“Four handprints” might be the theme of a Bridgestone ad, but there’s far more to the story behind tyres and how they grip the road.
At first glance, tyres might appear to be a simple technology made from a uniform piece of rubber that hasn’t significantly evolved over the last century.
In fact, they are made of multiple layers and incorporate numerous innovations and advances in material technologies to improve grip, durability and fuel economy.
Structure of a tyre
A tyre consists of a combination of metal, fabric and rubber parts.
The bead wire guides and holds the tyre onto the wheel rim, and provides strength to counter internal tyre pressure so that the tyre stays seated on the wheel when the vehicle is rolling.
The inner liner is also supported by the bead wire, and acts similarly to an inflatable rubber tube to seal air inside the tyre. When an air pump is used (e.g. at a service station) to inflate a tyre, it is the inner liner that expands to hold the air.
Other components of a tyre act to increase tyre strength, improve puncture resistance, and bind various parts of a tyre together.
The body ply consists of fabric sheets (known as plies), and is used to bond the inner liner with other parts of the tyre such as the sidewall and steel belt. A combination of polyester, nylon and rayon is typically used for the body ply, as these materials offer good resistance to heat and moisture as well as having a tendency not to shrink.
As its name suggests, the sidewall serves to further reinforce the side of the tyre, ensuring the body ply is protected and that the tyre can withstand lateral forces encountered at high speeds.
Steel belts are sandwiched between the body ply and tread block. Consisting of steel cords, they stabilise the tread block and maximise the tyre’s contact area with the road. They also work to improve the tyre’s puncture resistance.
The tread block forms the visible part of the tyre (alongside the sidewall), and directly grips the road to provide traction to the vehicle.
Run-flat tyres are a special type of tyre that can continue to be driven in the event of a puncture.
If this happens, the driver can travel at slower speeds for a limited distance, typically around 80km.
These tyres are helpful as they allow the driver to find a safe location to change the tyre or to drive to the nearest service station, rather than having to immediately replace a flat tyre.
Run-flat tyres work through the use of a reinforced sidewall that can continue to support the vehicle despite the loss of air pressure.
What does tyre tread do?
Tyre tread is a term that refers to the intricate grooves and channels on the surface of a tyre. These grooves are moulded into the tyre as part of the curing process during manufacture.
The tread pattern used varies significantly depending on the purpose of the tyre (e.g. tyres for off-road use have a different pattern and tread depth to performance on-road tyres). However, the primary purpose of tyre tread remains the same – to dispel water and prevent the vehicle from aquaplaning.
Aquaplaning is the term used to describe a situation where the vehicle’s tyres act more like water skis.
Rather than displacing water and directly touching the road, a vehicle that is aquaplaning has tyres that skim the surface of the water. The tyres lose grip and skid, resulting in the driver completely losing control of the vehicle (including steering, braking and acceleration).
To prevent this, tread patterns provide channels for water to flow through while the rest of the tyre is able to continue to grip the road. In general, the deeper the channels, the greater the amount of water or other debris that can pass underneath without affecting tyre grip.
This is the key reason why tyres designed for off-road use typically have a very ‘knobbly’ tread pattern consisting of wide, deep grooves and blocks that maximise the flow of water and mud through the tyre.

• Given information:
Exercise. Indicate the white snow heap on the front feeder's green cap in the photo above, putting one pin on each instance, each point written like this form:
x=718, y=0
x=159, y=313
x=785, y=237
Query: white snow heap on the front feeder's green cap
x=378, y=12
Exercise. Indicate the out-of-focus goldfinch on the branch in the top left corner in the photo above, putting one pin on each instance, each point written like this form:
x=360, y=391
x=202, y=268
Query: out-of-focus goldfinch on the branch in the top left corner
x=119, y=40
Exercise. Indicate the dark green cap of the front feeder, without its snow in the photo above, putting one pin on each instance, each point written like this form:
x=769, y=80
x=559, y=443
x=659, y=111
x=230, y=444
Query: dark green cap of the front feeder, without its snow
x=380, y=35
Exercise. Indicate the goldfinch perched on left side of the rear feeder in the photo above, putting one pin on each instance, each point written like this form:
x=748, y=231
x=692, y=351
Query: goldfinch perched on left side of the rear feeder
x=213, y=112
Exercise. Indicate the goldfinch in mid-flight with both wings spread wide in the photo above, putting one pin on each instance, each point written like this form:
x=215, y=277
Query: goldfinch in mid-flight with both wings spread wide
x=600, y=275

• Using the information:
A. According to the tire passage, roughly how far can a run-flat tire be driven after a puncture?
B. Pick up the tire passage after its last sentence and carry it forward.

• Answers by task:
A. Typically around 80km, at slower speeds.

B.
Smaller channels, known as sipes, are placed at an angle to the main channels and work in concert to draw water away from the tyre.
Resist the roll: Silica to the rescue
More fuel-efficient vehicles sold today, such as hybrid and electric vehicles, are often sold with ‘low rolling resistance’ tyres. What exactly does this mean?
Rolling resistance is a measure of the energy consumed by a tyre as it travels a certain distance. As a flexible rubber tyre rotates and touches the road, the contact patch (the area of tyre contacting the road) deforms due to friction between the tyre and road surface, before rebounding to its original shape.
This friction, coupled with the rotation of the tyre, causes part of its movement (kinetic) energy to be converted and lost as heat (thermal) energy.
Although the contact patch rebounds to its original shape after touching the road, the heat energy loss from friction means that it never retains all of the kinetic energy it had.
This difference in movement energy before and after the tyre contacts the road, is known as the tyre’s hysteresis.
This principle can be compared to dropping a tennis ball and a bean bag (of the same size) from the same height. When dropped, the tennis ball will bounce much higher than the bean bag.
The tennis ball has a lower hysteresis than the bean bag, as the difference between its movement energy before and after bouncing is lower than the bean bag. The bean bag, therefore, has a comparatively high hysteresis.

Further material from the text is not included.